▶ **WHAT TO WORK ON**:
From the entries that follow, extract each line holding the string "below".

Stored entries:

BEGIN

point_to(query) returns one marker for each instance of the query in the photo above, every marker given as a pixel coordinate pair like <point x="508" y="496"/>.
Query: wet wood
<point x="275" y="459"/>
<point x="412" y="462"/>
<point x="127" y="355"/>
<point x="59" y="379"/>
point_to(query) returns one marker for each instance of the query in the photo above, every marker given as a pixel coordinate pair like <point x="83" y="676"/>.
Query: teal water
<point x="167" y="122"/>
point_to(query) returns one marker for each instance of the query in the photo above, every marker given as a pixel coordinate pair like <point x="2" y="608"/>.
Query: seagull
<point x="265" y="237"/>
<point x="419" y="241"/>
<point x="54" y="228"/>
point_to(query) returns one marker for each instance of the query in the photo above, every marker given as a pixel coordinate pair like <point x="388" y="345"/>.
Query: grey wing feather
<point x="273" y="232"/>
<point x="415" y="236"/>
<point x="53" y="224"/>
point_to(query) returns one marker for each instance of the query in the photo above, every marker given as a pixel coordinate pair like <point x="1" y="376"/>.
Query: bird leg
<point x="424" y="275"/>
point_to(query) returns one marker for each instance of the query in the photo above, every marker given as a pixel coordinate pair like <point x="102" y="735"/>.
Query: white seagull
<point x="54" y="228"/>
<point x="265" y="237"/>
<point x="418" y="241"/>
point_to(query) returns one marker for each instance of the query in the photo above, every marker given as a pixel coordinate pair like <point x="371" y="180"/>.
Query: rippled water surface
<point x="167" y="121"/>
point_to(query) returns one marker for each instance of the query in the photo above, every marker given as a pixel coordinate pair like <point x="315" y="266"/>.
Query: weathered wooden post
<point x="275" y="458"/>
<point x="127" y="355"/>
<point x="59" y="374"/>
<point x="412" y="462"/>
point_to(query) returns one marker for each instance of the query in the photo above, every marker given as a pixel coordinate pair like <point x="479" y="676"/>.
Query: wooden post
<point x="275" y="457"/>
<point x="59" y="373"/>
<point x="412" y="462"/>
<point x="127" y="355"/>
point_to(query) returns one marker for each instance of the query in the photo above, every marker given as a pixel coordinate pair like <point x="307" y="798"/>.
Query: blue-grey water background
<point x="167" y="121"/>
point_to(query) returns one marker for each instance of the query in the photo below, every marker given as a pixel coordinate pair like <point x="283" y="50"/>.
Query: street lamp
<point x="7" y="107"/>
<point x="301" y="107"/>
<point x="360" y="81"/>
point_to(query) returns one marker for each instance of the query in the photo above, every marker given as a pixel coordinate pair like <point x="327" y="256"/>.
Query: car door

END
BEGIN

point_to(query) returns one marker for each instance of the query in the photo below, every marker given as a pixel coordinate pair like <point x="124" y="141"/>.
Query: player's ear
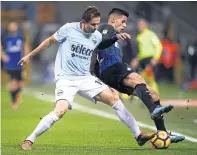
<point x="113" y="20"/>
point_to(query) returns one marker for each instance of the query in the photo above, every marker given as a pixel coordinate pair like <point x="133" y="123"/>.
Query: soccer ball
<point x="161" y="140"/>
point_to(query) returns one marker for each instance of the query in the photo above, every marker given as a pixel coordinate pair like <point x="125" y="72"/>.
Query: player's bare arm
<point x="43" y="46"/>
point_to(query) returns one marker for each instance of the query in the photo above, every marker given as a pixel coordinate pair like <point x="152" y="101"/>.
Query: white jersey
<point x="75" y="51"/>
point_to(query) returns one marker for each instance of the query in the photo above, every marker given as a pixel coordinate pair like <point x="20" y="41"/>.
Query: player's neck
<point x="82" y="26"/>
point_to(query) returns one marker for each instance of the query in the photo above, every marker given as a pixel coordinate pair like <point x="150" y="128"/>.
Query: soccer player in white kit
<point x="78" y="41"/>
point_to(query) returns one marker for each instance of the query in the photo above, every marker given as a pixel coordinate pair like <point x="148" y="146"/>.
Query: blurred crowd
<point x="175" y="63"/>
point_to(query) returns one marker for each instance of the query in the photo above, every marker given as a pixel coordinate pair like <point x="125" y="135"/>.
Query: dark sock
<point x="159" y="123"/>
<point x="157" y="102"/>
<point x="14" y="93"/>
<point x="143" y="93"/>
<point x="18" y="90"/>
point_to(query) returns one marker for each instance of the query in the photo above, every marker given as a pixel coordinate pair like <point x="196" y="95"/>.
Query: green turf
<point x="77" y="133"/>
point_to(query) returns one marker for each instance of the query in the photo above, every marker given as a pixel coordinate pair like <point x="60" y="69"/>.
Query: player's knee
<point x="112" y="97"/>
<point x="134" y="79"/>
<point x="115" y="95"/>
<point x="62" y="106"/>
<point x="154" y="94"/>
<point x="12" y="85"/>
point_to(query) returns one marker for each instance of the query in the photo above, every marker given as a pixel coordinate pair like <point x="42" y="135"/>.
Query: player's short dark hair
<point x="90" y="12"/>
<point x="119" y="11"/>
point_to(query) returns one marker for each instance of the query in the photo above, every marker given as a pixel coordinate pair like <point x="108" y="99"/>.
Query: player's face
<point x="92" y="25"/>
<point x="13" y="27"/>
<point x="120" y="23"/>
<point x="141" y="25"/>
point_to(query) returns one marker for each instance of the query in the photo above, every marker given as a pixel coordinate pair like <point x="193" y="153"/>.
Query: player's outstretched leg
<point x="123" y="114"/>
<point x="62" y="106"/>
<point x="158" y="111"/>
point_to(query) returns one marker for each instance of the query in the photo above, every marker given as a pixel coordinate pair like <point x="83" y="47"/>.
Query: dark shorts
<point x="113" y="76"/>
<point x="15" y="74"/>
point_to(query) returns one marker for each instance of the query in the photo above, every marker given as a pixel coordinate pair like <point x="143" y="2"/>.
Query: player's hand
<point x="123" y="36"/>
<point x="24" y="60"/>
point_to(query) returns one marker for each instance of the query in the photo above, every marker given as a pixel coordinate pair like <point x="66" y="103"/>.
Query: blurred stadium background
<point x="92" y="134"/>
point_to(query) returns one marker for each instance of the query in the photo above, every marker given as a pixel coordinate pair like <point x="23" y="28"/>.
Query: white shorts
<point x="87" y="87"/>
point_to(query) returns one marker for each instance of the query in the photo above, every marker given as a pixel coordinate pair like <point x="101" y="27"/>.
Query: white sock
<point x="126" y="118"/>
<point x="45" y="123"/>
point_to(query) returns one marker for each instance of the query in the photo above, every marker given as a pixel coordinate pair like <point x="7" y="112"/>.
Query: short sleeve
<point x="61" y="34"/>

END

▶ **SOLUTION FOR THIS PROBLEM**:
point_to(query) returns one marker for each instance of the query in the photo below, every marker given as a pixel coordinate pair like <point x="283" y="50"/>.
point_to(query) returns one marker for each instance of the query in the photo below, every marker given as a pixel coordinate pair like <point x="124" y="141"/>.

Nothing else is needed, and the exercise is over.